╭──

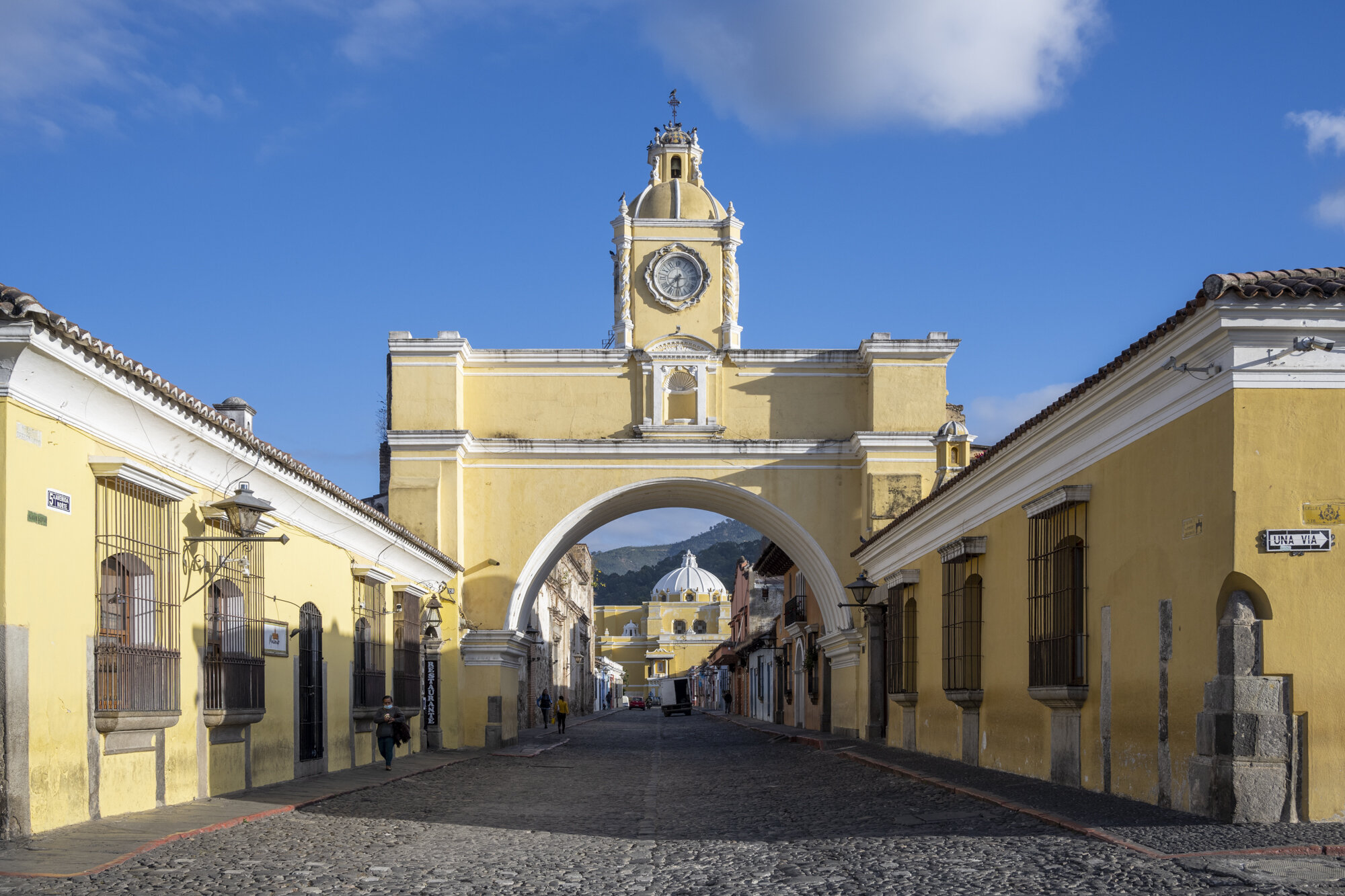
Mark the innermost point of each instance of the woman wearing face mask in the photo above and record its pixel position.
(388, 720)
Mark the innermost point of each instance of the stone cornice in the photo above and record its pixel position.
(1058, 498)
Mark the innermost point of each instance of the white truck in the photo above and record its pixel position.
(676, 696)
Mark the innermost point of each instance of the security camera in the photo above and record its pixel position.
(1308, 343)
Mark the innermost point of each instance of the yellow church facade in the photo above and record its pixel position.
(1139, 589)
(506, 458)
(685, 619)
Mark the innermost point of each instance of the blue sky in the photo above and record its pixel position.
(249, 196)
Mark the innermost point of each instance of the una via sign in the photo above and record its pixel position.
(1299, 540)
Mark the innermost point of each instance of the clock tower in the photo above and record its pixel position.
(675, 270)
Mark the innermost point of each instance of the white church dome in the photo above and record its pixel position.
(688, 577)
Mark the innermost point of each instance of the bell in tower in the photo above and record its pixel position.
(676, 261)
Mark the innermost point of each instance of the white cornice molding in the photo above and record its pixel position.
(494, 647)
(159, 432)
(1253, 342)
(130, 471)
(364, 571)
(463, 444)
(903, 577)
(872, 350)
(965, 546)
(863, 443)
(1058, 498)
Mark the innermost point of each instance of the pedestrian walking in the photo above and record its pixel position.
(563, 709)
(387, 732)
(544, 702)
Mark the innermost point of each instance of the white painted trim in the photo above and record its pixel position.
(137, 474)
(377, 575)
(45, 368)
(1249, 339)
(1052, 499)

╰──

#### [EXERCISE AIM]
Rewrite the lines from the line with "Mark the innermost point of each instance of the white church" through the end of the material, changing "white painted trim" to "white window trim" and leaving everything else the same.

#### [FULL RESPONSE]
Mark the innermost point of each instance of the white church dome in the photo above and record its pixel position.
(688, 577)
Mark the innermost point of each instance of the bell in tower in the photo above and record its pixel position.
(676, 261)
Mark the innermost point of each instance of the white cornice molding in the photo above and record its pixel position.
(494, 647)
(159, 432)
(1253, 342)
(130, 471)
(364, 571)
(463, 444)
(903, 577)
(872, 350)
(965, 546)
(863, 443)
(1058, 498)
Mark the innermost point of each instance of the pedestrian walking in the photo above and record its pixel position.
(563, 709)
(387, 732)
(544, 702)
Mark the innermost point of each instance of the white window trim in the photo above and record its pixel position.
(137, 474)
(377, 575)
(45, 368)
(1249, 339)
(1052, 499)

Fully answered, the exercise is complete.